__WHAT YOU HAVE TO DO__. Write the data out again, exactly as given.

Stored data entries
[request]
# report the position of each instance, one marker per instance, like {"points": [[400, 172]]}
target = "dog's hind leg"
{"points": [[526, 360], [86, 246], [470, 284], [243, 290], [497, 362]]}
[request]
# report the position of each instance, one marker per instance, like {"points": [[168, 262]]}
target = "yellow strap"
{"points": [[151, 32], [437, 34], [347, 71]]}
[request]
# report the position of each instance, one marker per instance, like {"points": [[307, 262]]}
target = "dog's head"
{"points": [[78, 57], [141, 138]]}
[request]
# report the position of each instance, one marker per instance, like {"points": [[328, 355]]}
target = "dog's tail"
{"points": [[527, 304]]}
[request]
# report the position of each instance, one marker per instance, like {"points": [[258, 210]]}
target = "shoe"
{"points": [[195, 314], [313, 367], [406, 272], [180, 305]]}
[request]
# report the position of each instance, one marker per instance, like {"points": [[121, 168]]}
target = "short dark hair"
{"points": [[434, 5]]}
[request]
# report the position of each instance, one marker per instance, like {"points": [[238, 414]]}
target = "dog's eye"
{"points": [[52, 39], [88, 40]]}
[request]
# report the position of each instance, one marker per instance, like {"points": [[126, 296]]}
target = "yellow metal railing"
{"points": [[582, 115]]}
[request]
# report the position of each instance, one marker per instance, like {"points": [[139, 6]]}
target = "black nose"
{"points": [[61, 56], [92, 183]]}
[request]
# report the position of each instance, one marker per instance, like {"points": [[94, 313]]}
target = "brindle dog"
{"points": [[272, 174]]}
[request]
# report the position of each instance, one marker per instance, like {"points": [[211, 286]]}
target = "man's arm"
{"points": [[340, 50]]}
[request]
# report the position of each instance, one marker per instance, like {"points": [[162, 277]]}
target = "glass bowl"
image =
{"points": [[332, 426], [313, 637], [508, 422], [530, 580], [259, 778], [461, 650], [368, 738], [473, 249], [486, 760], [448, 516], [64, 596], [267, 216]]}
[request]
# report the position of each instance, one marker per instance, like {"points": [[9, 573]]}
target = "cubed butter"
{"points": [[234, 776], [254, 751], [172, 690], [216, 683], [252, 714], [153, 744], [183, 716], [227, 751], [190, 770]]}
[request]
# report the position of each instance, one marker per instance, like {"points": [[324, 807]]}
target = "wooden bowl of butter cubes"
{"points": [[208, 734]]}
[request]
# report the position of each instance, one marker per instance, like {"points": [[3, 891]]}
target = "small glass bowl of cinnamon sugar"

__RESULT FOR THIS TASK__.
[request]
# report the position of each instance, one marker per instance, like {"points": [[400, 172]]}
target = "dog's hind leg"
{"points": [[526, 360], [86, 246], [470, 284], [243, 290], [497, 362]]}
[request]
# report the position of each instance, one marker per instance, like {"points": [[168, 262]]}
target = "yellow strap"
{"points": [[151, 32], [437, 34], [347, 71]]}
[request]
# report the position of each instance, one marker per instance, like {"points": [[307, 262]]}
target = "dog's head"
{"points": [[78, 57], [141, 138]]}
[request]
# report the position of each instance, one marker per instance, like {"points": [[328, 355]]}
target = "dog's tail"
{"points": [[527, 304]]}
[request]
# report the position of each instance, one marker per instance, like {"points": [[258, 210]]}
target = "shoe"
{"points": [[195, 314], [313, 367], [406, 272], [180, 305]]}
[request]
# report the position of each instance, one marker per instance, like {"points": [[121, 168]]}
target = "short dark hair"
{"points": [[434, 5]]}
[request]
# report the position of each instance, one marker per instance, like {"points": [[238, 414]]}
target = "dog's eye"
{"points": [[52, 39], [88, 40]]}
[request]
# report the position of each instance, one marker per instance, like {"points": [[126, 296]]}
target = "yellow metal railing"
{"points": [[582, 115]]}
[request]
# report the position of each instance, one marker per instance, like {"points": [[139, 6]]}
target = "black nose"
{"points": [[61, 56], [92, 183]]}
[request]
# report the position of each instance, one marker per instance, like {"points": [[94, 313]]}
target = "brindle dog"
{"points": [[272, 174]]}
[request]
# report the position of each instance, one marker per instance, like {"points": [[211, 286]]}
target = "man's arm"
{"points": [[340, 50]]}
[request]
# report the position of each instance, one marker per instance, like {"points": [[162, 277]]}
target = "glass bowl"
image =
{"points": [[332, 426], [313, 637], [508, 422], [530, 580], [259, 778], [461, 650], [368, 738], [473, 249], [486, 760], [448, 516], [64, 596], [267, 216]]}
[request]
# report the position of each instance, one marker per instance, like {"points": [[9, 573]]}
target = "cubed butter"
{"points": [[234, 776], [254, 751], [172, 690], [216, 683], [252, 714], [153, 744], [183, 716], [227, 751], [190, 770]]}
[request]
# report the position of each instance, one marker per instance, like {"points": [[324, 807]]}
target = "wooden bowl of butter cubes"
{"points": [[208, 734]]}
[request]
# report the position of each instance, one marker per instance, like {"points": [[3, 891]]}
target = "small glass bowl of cinnamon sugar"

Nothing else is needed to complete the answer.